**EXERCISE DATA**
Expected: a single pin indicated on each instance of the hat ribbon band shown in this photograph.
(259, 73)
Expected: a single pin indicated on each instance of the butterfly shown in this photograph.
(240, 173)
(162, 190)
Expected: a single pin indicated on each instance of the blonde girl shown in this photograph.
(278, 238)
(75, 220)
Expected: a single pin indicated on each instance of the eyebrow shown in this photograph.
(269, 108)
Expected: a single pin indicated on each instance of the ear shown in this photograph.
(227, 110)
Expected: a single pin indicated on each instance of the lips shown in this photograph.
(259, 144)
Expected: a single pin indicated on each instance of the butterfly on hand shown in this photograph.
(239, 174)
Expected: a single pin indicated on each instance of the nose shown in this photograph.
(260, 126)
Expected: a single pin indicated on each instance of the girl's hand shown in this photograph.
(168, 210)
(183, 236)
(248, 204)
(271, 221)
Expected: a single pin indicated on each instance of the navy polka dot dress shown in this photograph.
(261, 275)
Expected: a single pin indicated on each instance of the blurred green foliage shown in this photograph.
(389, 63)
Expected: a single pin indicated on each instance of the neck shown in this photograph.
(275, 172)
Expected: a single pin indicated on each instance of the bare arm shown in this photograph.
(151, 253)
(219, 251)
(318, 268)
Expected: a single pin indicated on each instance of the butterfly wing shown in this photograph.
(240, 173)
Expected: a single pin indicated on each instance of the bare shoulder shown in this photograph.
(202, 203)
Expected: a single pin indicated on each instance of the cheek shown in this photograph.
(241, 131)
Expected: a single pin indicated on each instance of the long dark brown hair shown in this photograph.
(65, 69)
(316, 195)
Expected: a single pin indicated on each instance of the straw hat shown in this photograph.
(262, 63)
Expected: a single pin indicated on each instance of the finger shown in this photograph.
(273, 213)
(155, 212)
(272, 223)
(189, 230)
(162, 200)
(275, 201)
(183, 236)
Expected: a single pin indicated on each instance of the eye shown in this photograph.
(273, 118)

**DIRECTIONS**
Please copy each of the records above word for word, in the order they appear.

**SOLUTION TO THIS PROBLEM**
Expected: a single pin indicated on each instance of the hat ribbon band shown in this photograph.
(259, 73)
Expected: a single pin indicated on each instance of the butterfly shown in this photograph.
(240, 173)
(162, 190)
Expected: a single pin indicated on each instance of the blonde girl shown in this photograph.
(278, 238)
(75, 220)
Expected: a single pin indicated on each instance of the eyebrow shown in this photograph.
(269, 108)
Expected: a single pin indicated on each instance of the ear shown in this photograph.
(227, 110)
Expected: a single pin indicated on each instance of the lips shown in this photograph.
(259, 144)
Expected: a single pin indicated on each instance of the butterfly on hand shown in this photograph.
(239, 174)
Expected: a single pin indicated on each instance of the nose shown in this photograph.
(260, 126)
Expected: a single pin indicated on each instance of the girl's hand shown in this photograph.
(168, 210)
(183, 236)
(248, 204)
(271, 221)
Expected: a single pin indicated on each instance of the navy polka dot dress shown in this photograph.
(261, 275)
Expected: a single pin indicated on each instance of the blurred green foliage shown in this photograph.
(389, 63)
Expected: a single pin indicated on each instance of the neck shown in this photograph.
(275, 172)
Expected: a single pin indicated on each instance of the bare arm shown in this photograph.
(151, 253)
(219, 251)
(318, 268)
Expected: a single pin indicated on each instance of the butterfly wing shown in this photograph.
(240, 173)
Expected: a single pin indicated on each instance of the bare shoulder shown in this photograph.
(202, 203)
Expected: a single pin indicated on each instance of the cheek shown in this photograph.
(241, 131)
Expected: a single pin indicated on each instance of the long dark brown hair shown in this photograph.
(65, 69)
(316, 195)
Expected: a single pin indicated on each instance of the straw hat shown in this photograph.
(262, 63)
Expected: a single pin indicated on each instance of the finger shown in this photograph.
(273, 213)
(155, 212)
(272, 223)
(189, 230)
(162, 200)
(275, 201)
(183, 236)
Expected: a single pin indicated on each instance of the eye shown in this photograph.
(273, 118)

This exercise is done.